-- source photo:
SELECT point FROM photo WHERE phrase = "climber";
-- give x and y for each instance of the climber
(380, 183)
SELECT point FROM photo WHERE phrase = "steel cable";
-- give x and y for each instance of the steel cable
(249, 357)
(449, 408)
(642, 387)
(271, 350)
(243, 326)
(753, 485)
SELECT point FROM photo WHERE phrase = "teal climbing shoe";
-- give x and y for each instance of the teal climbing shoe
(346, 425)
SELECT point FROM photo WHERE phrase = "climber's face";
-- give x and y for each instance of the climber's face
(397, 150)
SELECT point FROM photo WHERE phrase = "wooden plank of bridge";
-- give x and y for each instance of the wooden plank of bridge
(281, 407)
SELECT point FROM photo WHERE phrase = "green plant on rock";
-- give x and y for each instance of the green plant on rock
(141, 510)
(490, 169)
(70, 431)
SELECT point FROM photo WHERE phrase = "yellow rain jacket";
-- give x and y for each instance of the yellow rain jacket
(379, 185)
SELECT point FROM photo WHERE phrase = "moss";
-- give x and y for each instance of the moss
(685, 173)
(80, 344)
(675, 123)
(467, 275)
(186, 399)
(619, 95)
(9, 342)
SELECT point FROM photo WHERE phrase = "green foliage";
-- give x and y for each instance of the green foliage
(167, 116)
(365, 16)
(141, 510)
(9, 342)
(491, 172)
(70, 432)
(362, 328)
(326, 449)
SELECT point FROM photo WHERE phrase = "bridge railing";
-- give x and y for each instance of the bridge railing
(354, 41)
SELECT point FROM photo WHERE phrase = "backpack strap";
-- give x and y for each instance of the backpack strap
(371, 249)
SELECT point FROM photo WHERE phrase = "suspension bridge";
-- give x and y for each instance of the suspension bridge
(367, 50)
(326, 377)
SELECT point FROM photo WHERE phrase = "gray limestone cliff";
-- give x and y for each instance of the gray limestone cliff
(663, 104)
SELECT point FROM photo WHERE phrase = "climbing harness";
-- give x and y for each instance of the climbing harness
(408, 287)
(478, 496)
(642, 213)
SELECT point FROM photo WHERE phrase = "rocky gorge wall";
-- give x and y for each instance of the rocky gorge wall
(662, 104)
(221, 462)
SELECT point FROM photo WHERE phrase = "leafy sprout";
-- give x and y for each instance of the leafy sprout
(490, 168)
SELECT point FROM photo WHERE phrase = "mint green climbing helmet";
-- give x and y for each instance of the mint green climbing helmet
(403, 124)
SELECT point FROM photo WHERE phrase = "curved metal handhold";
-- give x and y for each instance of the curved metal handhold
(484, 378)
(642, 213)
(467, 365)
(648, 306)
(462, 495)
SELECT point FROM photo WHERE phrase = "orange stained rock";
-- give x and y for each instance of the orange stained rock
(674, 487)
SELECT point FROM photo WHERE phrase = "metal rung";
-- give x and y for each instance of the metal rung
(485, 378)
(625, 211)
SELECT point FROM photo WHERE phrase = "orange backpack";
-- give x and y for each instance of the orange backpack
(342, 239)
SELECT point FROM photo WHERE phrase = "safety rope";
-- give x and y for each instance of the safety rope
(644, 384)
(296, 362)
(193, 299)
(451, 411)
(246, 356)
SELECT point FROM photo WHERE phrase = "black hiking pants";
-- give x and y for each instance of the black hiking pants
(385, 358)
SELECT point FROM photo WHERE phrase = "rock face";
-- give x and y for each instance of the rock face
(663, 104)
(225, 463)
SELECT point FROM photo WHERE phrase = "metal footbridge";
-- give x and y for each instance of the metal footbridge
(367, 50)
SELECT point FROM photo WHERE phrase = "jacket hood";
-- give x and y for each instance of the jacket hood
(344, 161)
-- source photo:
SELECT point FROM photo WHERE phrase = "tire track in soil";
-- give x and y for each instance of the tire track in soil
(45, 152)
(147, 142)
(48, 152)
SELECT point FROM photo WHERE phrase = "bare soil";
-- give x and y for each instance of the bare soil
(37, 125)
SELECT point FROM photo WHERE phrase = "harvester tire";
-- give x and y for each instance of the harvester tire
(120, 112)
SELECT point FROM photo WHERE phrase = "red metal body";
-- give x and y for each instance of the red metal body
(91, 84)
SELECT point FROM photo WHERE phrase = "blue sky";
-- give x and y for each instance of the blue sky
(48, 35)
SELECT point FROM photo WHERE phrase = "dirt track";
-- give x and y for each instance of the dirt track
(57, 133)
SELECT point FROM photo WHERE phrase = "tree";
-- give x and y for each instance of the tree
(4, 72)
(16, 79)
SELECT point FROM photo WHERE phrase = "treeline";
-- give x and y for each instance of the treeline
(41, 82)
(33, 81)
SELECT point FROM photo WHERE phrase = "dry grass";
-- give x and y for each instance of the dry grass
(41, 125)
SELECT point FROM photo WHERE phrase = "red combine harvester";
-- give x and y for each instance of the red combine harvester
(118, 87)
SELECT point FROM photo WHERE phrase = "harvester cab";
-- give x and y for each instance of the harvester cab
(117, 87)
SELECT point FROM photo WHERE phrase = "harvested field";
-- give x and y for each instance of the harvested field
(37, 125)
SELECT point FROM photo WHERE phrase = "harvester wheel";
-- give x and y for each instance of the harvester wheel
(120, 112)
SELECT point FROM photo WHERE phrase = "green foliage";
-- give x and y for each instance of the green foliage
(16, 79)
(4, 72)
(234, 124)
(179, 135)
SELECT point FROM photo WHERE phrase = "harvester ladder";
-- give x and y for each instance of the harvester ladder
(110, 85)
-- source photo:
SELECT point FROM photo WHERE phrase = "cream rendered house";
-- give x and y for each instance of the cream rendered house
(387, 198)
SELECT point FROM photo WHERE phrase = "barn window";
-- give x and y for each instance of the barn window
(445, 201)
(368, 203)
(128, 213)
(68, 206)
____________________
Goal of the exercise:
I'd like the entries above reproduced in full, exactly as they stand.

Solution to this exercise:
-- source photo:
SELECT point FROM photo WHERE phrase = "climber";
-- give x and y for each instance of the climber
(380, 183)
SELECT point FROM photo WHERE phrase = "steel cable";
-- give x and y for each instance of the steel cable
(249, 357)
(449, 408)
(642, 387)
(271, 350)
(243, 326)
(753, 485)
SELECT point FROM photo WHERE phrase = "teal climbing shoe";
-- give x and y for each instance of the teal climbing shoe
(346, 425)
SELECT point FROM photo WHERE phrase = "climber's face";
-- give x and y for each instance of the climber's face
(397, 150)
SELECT point FROM photo WHERE phrase = "wooden plank of bridge";
-- give x and y for each instance of the wooden plank of bridge
(281, 407)
SELECT point FROM photo WHERE phrase = "green plant on rock";
-- give x and y for each instance of the green plant on rock
(141, 510)
(490, 169)
(70, 431)
SELECT point FROM photo WHERE phrase = "yellow rain jacket";
-- give x and y for each instance of the yellow rain jacket
(379, 185)
SELECT point FROM photo WHERE phrase = "moss";
-- give x and y for each instance of the moss
(685, 173)
(80, 344)
(675, 123)
(467, 275)
(186, 399)
(619, 95)
(9, 342)
SELECT point FROM photo WHERE phrase = "green foliage";
-- give x and y for each instance of the green foliage
(167, 116)
(365, 16)
(141, 510)
(9, 342)
(491, 172)
(70, 432)
(362, 328)
(326, 449)
SELECT point FROM photo WHERE phrase = "bridge railing";
-- give x and y for each instance of the bridge railing
(354, 41)
SELECT point FROM photo WHERE phrase = "backpack strap";
-- give x and y for each instance of the backpack strap
(371, 249)
SELECT point FROM photo WHERE phrase = "suspension bridge";
-- give x and y for each instance of the suspension bridge
(367, 50)
(326, 377)
SELECT point FROM photo WHERE phrase = "gray limestone cliff";
-- give x and y for each instance of the gray limestone cliff
(663, 104)
SELECT point FROM photo WHERE phrase = "climbing harness";
-- give x and y for each instance of the climbing harness
(408, 287)
(478, 496)
(642, 213)
SELECT point FROM photo WHERE phrase = "rocky gorge wall";
-- give x and y for each instance of the rocky gorge wall
(662, 104)
(221, 462)
SELECT point FROM photo WHERE phrase = "leafy sprout";
-- give x and y for each instance of the leafy sprout
(490, 168)
SELECT point FROM photo WHERE phrase = "mint green climbing helmet";
-- give x and y for each instance of the mint green climbing helmet
(403, 124)
SELECT point FROM photo WHERE phrase = "curved metal handhold";
-- give x and y for each instance of the curved metal handhold
(484, 378)
(642, 213)
(467, 365)
(648, 306)
(462, 495)
SELECT point FROM photo WHERE phrase = "orange stained rock";
-- give x and y for each instance of the orange stained rock
(674, 487)
SELECT point FROM photo WHERE phrase = "metal rung";
-- give x and y for each instance of the metal rung
(485, 378)
(625, 211)
SELECT point FROM photo WHERE phrase = "orange backpack";
-- give x and y for each instance of the orange backpack
(342, 239)
SELECT point FROM photo WHERE phrase = "safety rope";
-- give x and y for each instance of the safety rope
(644, 384)
(296, 362)
(193, 299)
(451, 411)
(246, 356)
SELECT point FROM photo WHERE phrase = "black hiking pants";
-- give x and y for each instance of the black hiking pants
(385, 358)
SELECT point FROM photo WHERE phrase = "rock face";
-- give x and y for each instance of the rock face
(663, 104)
(225, 463)
SELECT point FROM photo WHERE phrase = "metal footbridge";
-- give x and y for each instance of the metal footbridge
(367, 50)
SELECT point FROM photo WHERE phrase = "jacket hood";
-- give x and y for each instance of the jacket hood
(344, 161)
-- source photo:
SELECT point FROM photo WHERE phrase = "tire track in soil";
-- give x and y for each instance of the tire track in soil
(45, 152)
(147, 142)
(48, 152)
SELECT point FROM photo WHERE phrase = "bare soil";
-- give x and y for each instance of the bare soil
(37, 125)
SELECT point FROM photo WHERE phrase = "harvester tire";
-- give x and y for each instance of the harvester tire
(120, 112)
SELECT point FROM photo WHERE phrase = "red metal body";
-- give x and y for each instance of the red metal body
(91, 84)
SELECT point FROM photo WHERE phrase = "blue sky";
-- give x and y for each instance of the blue sky
(48, 35)
SELECT point FROM photo WHERE phrase = "dirt track";
-- give x and y for each instance of the dirt track
(57, 133)
SELECT point FROM photo WHERE phrase = "tree";
-- give x and y for each instance of the tree
(4, 72)
(16, 79)
SELECT point FROM photo WHERE phrase = "treeline";
-- give x and y for each instance of the treeline
(41, 82)
(33, 81)
SELECT point FROM photo WHERE phrase = "dry grass";
-- give x and y for each instance of the dry grass
(41, 125)
SELECT point FROM photo WHERE phrase = "red combine harvester";
-- give x and y for each instance of the red combine harvester
(118, 87)
SELECT point FROM photo WHERE phrase = "harvester cab";
-- give x and y for each instance of the harvester cab
(117, 87)
SELECT point FROM photo WHERE phrase = "harvested field";
-- give x and y for each instance of the harvested field
(37, 125)
SELECT point FROM photo WHERE phrase = "harvester wheel";
-- give x and y for each instance of the harvester wheel
(120, 112)
SELECT point FROM photo WHERE phrase = "green foliage";
-- give x and y for each instance of the green foliage
(16, 79)
(4, 72)
(234, 124)
(179, 135)
SELECT point FROM photo WHERE phrase = "harvester ladder";
-- give x and y for each instance of the harvester ladder
(110, 85)
-- source photo:
SELECT point FROM photo WHERE phrase = "cream rendered house";
-- give x and y for each instance of the cream rendered house
(387, 198)
SELECT point FROM photo WHERE phrase = "barn window";
-- give x and y for each instance of the barn window
(445, 201)
(368, 203)
(128, 213)
(68, 206)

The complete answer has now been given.